Task instructions. Rewrite the lines from the one containing "for snow-covered shrub." through the end of the records, putting "Review task" wherever "Double-check task" appears and leaving everything else unchanged. Leave the pictures out.
── Extracted entries ──
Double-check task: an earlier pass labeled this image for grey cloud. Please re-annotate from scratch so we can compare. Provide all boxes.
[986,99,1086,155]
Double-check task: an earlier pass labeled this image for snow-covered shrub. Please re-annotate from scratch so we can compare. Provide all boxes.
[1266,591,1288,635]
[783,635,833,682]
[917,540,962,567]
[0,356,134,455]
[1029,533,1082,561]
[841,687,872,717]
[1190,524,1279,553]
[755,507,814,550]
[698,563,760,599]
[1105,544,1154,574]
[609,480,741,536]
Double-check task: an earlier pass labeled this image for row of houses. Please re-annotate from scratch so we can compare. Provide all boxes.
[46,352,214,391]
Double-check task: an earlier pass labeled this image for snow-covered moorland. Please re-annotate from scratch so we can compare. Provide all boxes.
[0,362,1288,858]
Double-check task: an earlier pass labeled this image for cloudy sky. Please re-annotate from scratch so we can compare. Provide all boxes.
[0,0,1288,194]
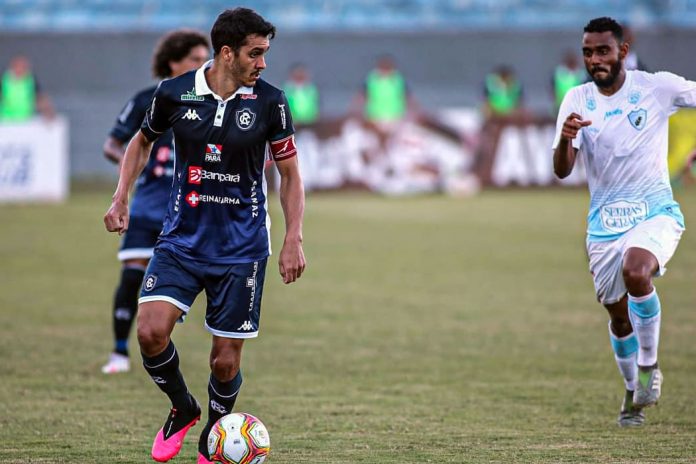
───
Result for this exercise.
Review task: an earlier pass labeled this image for snow-covered shrub. Please re-annotate from scratch so we can compare. Provide all boxes.
[1266,591,1288,635]
[783,635,833,682]
[917,540,962,567]
[0,356,134,455]
[1029,533,1082,561]
[841,687,872,717]
[1190,524,1279,553]
[755,507,814,550]
[698,563,760,599]
[1105,544,1154,574]
[609,480,741,536]
Review task: an earlier pass labeled this image for row of houses. Please re-annotate from scratch so we can compare. Provide all boxes.
[46,352,214,391]
Review task: an earlier pass labeled this image for snow-covered moorland. Please re-annotate from scratch so we can compare. Provide all boxes.
[0,362,1288,858]
Review task: an earlier pass labeled this image for cloudy sky. Please re-annotate from scratch so we can compare. Provide all boxes.
[0,0,1288,194]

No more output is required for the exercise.